Write out the listing below word for word, from its start through the line containing "positive clicks: (610, 513)", and leave out the picture.

### Dataset extract
####################

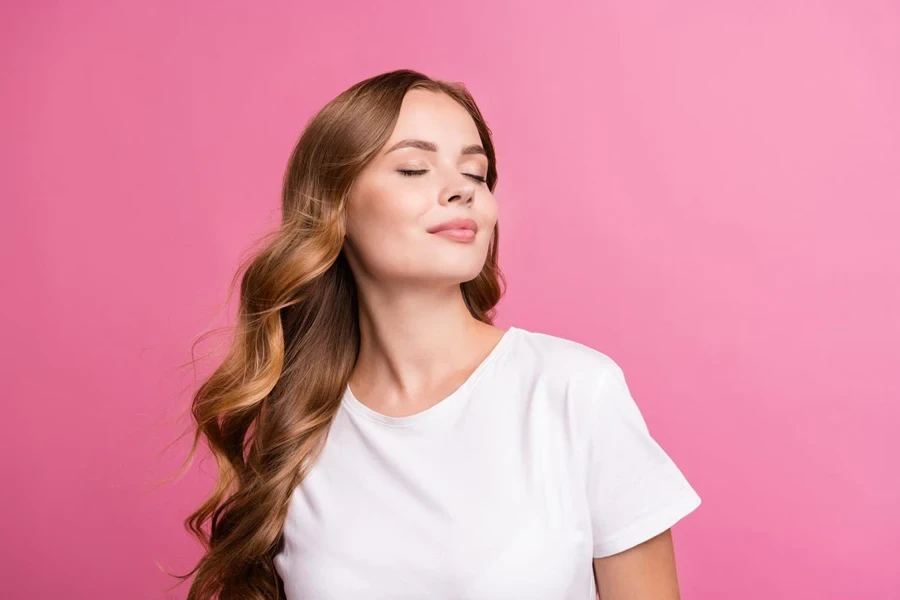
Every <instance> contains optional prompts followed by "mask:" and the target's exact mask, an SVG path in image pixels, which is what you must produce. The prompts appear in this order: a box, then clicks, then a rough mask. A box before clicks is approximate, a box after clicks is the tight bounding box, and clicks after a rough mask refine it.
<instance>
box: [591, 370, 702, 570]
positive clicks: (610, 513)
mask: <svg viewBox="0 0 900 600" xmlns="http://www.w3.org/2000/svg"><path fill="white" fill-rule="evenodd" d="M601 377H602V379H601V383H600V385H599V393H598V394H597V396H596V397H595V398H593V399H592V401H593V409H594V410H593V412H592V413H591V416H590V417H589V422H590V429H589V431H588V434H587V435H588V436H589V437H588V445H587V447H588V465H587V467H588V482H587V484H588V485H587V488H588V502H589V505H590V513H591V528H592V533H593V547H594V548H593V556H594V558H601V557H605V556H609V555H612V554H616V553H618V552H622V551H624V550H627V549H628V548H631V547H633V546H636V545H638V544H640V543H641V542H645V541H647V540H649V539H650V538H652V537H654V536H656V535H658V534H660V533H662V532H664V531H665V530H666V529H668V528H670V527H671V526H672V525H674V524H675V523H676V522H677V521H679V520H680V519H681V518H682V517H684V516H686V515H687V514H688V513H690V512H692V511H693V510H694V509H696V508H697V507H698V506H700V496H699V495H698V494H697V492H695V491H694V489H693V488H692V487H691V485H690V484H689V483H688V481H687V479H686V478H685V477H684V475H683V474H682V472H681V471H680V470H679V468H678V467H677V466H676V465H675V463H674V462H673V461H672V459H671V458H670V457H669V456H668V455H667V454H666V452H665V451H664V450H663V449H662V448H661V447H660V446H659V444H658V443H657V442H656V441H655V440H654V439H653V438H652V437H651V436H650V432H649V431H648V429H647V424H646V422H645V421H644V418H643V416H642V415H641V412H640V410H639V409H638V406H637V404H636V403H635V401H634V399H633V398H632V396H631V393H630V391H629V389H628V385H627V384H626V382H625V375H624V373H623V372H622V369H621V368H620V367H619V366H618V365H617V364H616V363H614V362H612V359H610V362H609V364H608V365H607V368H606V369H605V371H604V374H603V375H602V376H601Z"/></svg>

####################

### Written reply
Every <instance> contains optional prompts followed by "mask:" and the target's exact mask, an SVG path in image pixels, which is what you must produce. The prompts appear in this order: a box, then clicks, then a rough mask. A box before clicks is approximate, a box after clicks is the tight bounding box, and clicks after a rough mask refine it.
<instance>
box: [591, 370, 702, 570]
positive clicks: (610, 513)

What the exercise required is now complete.